§ **Provided text**:
%%

Developmental mechanics of the primate cerebral cortex.

The idea that the brain is shaped through the interplay of predetermined ontogenetic factors and mechanisms of self-organization has a long tradition in biology, going back to the late-nineteenth century. Here we illustrate the substantial impact of mechanical forces on the development, morphology, and functioning of the primate cerebral cortex. Based on the analysis of quantitative structural data for prefrontal cortices of the adult rhesus monkey, we demonstrate that (1) the characteristic shape of cortical convolutions can be explained by the global minimization of axonal tension in corticocortical projections; (2) mechanical forces resulting from cortical folding have a significant impact on the relative and absolute thickness of cortical layers in gyri and sulci; (3) folding forces may affect the cellular migration during cortical development, resulting in a significantly larger number of neurons in gyral compared to non-gyral regions; and (4) mechanically induced variations of morphology at the cellular level may result in different modes of neuronal functioning in gyri and sulci. These results underscore the significant contribution of mechanical forces during the self-organization of the primate cerebral cortex. Taking such factors into account within a framework of developmental mechanics can lead to a better understanding of how genetic specification, the layout of connections, brain shape as well as brain function are linked in normal and pathologically transformed brains.

%%

§ **Task directions**:
Using the text about developmental mechanics of the primate cerebral cortex, say whether each statement agrees with it. Answer yes or no for each, quoting the deciding words.
1. The structural data analyzed came from prefrontal cortices of adult rhesus monkeys.
2. Gyral regions were found to contain fewer neurons than non-gyral regions.
3. The idea that the brain is shaped by predetermined factors and self-organization dates back to the early twentieth century.
Rely only on the text about developmental mechanics of the primate cerebral cortex.

§ **Data provided**:
%%

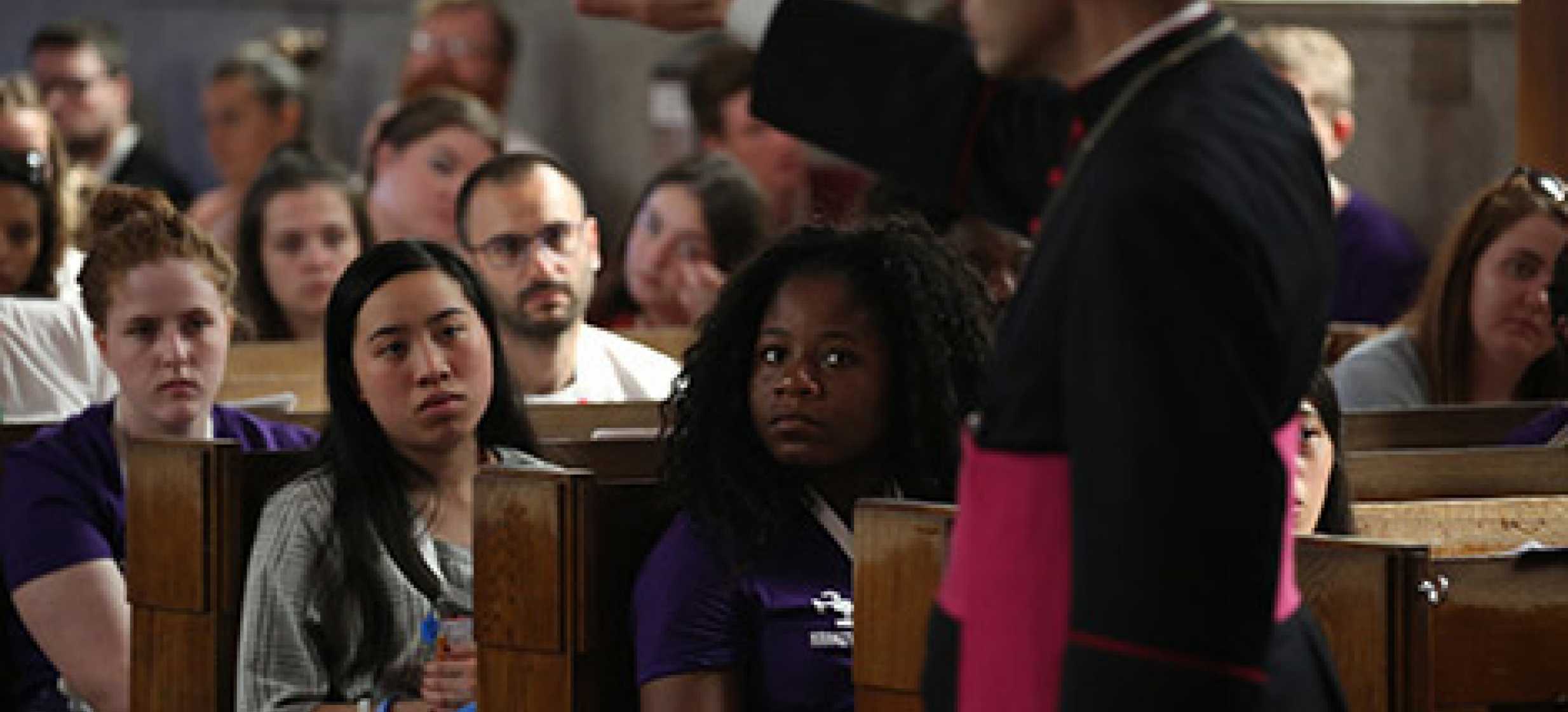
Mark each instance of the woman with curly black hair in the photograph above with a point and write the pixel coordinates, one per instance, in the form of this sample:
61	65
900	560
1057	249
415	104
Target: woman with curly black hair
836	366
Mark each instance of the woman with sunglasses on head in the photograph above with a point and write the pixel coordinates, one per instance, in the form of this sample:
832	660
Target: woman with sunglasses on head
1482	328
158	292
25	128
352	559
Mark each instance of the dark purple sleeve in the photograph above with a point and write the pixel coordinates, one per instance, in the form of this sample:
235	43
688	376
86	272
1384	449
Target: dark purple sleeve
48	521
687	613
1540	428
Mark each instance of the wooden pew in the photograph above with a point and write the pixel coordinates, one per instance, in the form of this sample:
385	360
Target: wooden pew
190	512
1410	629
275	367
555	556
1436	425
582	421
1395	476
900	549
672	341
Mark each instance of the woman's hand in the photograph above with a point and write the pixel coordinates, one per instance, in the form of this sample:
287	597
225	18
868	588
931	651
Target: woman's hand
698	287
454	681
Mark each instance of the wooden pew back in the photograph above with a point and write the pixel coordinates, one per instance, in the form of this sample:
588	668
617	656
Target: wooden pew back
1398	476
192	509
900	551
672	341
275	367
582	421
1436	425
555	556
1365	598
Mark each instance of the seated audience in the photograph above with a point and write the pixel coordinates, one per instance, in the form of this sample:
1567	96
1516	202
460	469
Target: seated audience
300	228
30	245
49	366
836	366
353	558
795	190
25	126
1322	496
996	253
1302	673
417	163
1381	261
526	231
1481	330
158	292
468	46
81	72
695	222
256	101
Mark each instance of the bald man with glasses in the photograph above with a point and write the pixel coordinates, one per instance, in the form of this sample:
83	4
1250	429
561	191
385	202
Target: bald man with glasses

%%

§ **Output for this task**:
1. Yes: "quantitative structural data for prefrontal cortices of the adult rhesus monkey"
2. No: "a significantly larger number of neurons in gyral compared to non-gyral regions"
3. No: "going back to the late-nineteenth century"